## Assigned task
For the material that follows, work out how many lines hold the word "query" and answer only with the number.

## Information shown
------
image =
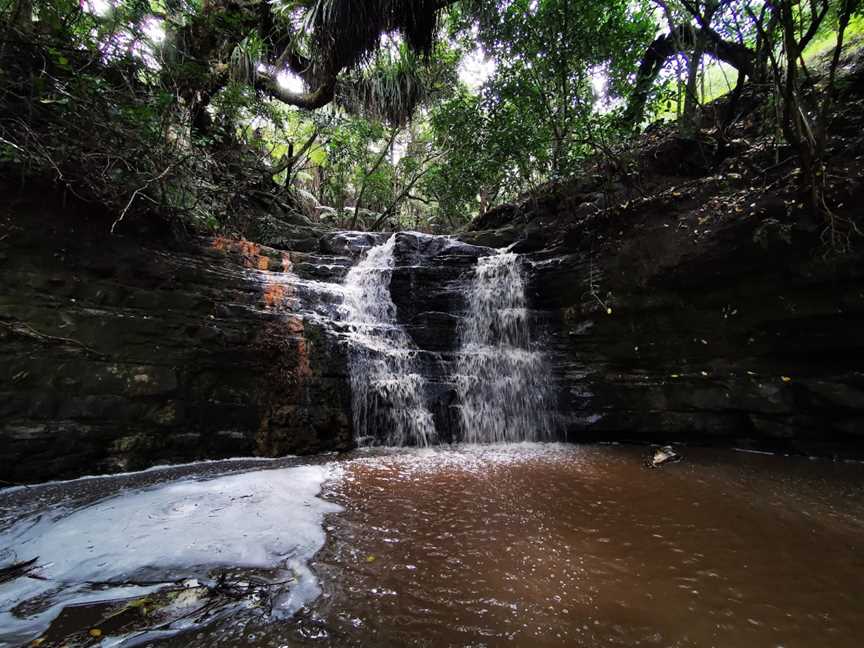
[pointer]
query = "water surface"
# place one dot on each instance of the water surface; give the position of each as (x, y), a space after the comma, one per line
(552, 545)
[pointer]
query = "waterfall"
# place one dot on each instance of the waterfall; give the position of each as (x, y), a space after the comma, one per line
(387, 389)
(502, 380)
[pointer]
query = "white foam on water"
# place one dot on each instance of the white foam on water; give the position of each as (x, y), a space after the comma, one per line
(261, 519)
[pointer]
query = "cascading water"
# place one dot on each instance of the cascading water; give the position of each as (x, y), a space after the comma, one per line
(387, 389)
(502, 381)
------
## Written answer
4